**What to do**.
Transcribe the following records in full, exactly as shown.

**Recorded information**.

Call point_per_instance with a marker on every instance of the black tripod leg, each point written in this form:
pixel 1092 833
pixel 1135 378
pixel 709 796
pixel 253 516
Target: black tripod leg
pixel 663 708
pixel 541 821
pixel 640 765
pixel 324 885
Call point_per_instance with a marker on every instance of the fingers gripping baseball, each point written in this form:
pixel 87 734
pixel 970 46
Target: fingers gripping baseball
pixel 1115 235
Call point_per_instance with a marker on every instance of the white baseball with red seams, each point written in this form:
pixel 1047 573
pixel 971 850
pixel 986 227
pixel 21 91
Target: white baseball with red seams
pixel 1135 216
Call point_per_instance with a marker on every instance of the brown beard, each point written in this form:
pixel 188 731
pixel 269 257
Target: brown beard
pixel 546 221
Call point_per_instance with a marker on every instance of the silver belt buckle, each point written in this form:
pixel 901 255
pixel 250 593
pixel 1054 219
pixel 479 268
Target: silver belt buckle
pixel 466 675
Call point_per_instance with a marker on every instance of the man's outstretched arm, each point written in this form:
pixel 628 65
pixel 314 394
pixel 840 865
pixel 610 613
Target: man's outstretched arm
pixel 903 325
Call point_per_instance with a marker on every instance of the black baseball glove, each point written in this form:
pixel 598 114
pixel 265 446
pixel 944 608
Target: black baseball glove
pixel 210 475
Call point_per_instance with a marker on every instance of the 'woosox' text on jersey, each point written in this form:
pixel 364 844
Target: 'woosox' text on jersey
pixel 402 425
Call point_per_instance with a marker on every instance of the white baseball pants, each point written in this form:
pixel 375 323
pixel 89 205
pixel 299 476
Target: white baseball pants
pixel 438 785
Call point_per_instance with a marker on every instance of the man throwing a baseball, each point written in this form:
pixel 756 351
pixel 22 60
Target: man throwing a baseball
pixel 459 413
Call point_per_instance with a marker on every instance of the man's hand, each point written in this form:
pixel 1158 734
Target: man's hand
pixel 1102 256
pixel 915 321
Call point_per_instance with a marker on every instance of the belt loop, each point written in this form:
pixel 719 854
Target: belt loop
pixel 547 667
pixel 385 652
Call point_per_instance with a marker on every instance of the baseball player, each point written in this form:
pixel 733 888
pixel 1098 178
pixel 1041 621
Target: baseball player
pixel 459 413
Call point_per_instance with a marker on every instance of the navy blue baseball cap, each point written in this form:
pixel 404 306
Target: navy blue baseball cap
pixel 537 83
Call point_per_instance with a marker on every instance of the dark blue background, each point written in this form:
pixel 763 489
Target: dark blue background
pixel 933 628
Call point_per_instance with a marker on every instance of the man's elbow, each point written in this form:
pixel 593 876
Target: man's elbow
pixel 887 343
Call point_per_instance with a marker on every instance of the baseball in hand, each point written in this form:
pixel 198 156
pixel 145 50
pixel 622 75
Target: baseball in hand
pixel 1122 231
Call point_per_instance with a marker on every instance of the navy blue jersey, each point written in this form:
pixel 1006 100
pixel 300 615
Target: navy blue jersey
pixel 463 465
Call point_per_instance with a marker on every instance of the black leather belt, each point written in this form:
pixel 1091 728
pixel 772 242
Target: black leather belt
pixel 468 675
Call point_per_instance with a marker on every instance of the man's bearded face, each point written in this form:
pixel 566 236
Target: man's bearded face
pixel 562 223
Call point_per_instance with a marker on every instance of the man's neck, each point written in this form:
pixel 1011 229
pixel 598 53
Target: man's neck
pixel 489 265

**Written solution**.
Call point_per_instance with a marker on every instance of the black tripod leg, each point written in this form:
pixel 1092 833
pixel 1135 378
pixel 709 796
pixel 253 516
Target: black tripod leg
pixel 663 708
pixel 541 821
pixel 640 765
pixel 324 885
Call point_per_instance with a marker on every instance of the fingers gripping baseball, each point written in this form:
pixel 87 734
pixel 970 46
Target: fingers gripping baseball
pixel 1115 235
Call point_per_instance with a marker on every instance of the white baseball with red seams, each point written in this form:
pixel 1047 573
pixel 971 850
pixel 986 227
pixel 21 91
Target: white baseball with red seams
pixel 1135 216
Call point_per_instance with a marker on every instance of the brown beard, each point written in this form:
pixel 188 731
pixel 269 257
Target: brown beard
pixel 546 221
Call point_per_instance with a marker on every instance of the silver belt buckle, each point written in this form:
pixel 901 255
pixel 250 593
pixel 1054 219
pixel 479 268
Target: silver belt buckle
pixel 466 675
Call point_per_instance with a marker on every instance of the man's outstretched arm, each point written in this form:
pixel 628 65
pixel 314 394
pixel 840 865
pixel 610 613
Target: man's outstretched arm
pixel 903 325
Call point_per_instance with a marker on every instance of the black baseball glove, each point written in this form:
pixel 598 114
pixel 265 446
pixel 944 608
Target: black baseball glove
pixel 210 475
Call point_per_instance with a marker on every instance of the 'woosox' text on jersey, each point written in this form:
pixel 364 844
Target: 'woosox' text on jersey
pixel 402 425
Call point_per_instance with a marker on every instance of the white baseball pants, each point written in this form:
pixel 375 323
pixel 89 205
pixel 299 476
Target: white baseball pants
pixel 438 785
Call point_per_instance with a marker on every instance of the man throwing a baseball, each point written in this form:
pixel 756 351
pixel 22 60
Target: man throwing a baseball
pixel 459 413
Call point_per_instance with a marker on every instance of the man's hand, each point written in this form:
pixel 1158 734
Target: man's hand
pixel 1102 256
pixel 915 321
Call point_per_instance with a marker on every instance of the belt loop, each point written in this form:
pixel 719 854
Target: belt loop
pixel 547 667
pixel 385 652
Call point_per_instance with a marker on every instance of the baseball player, each point written in this form:
pixel 733 888
pixel 1098 178
pixel 1041 621
Target: baseball player
pixel 459 413
Call point_per_instance with a marker on every instance of the navy blue baseball cap, each point written in this form:
pixel 404 306
Target: navy blue baseball cap
pixel 537 83
Call point_per_instance with a marker on every instance of the dark blue background, each point written in this form:
pixel 763 489
Target: dark blue background
pixel 933 628
Call point_per_instance with a marker on every instance of the man's elbow, each point written in this form:
pixel 593 876
Target: man's elbow
pixel 887 343
Call point_per_instance with a marker on every instance of the baseball in hand, each point written in this form:
pixel 198 156
pixel 145 50
pixel 622 75
Target: baseball in hand
pixel 1122 231
Call point_per_instance with a marker on every instance of the navy blue jersey, each point written in this form:
pixel 1006 100
pixel 300 615
Target: navy blue jersey
pixel 463 465
Call point_per_instance with a marker on every instance of the black leather belt, each point written in this form:
pixel 1091 728
pixel 772 242
Target: black leather belt
pixel 468 675
Call point_per_instance with a marker on every instance of the man's bearded face, each point written in this form:
pixel 566 236
Target: man's bearded face
pixel 562 223
Call point_per_instance with a marker on every instance of the man's neck, each point written in this form:
pixel 1011 229
pixel 598 53
Target: man's neck
pixel 489 265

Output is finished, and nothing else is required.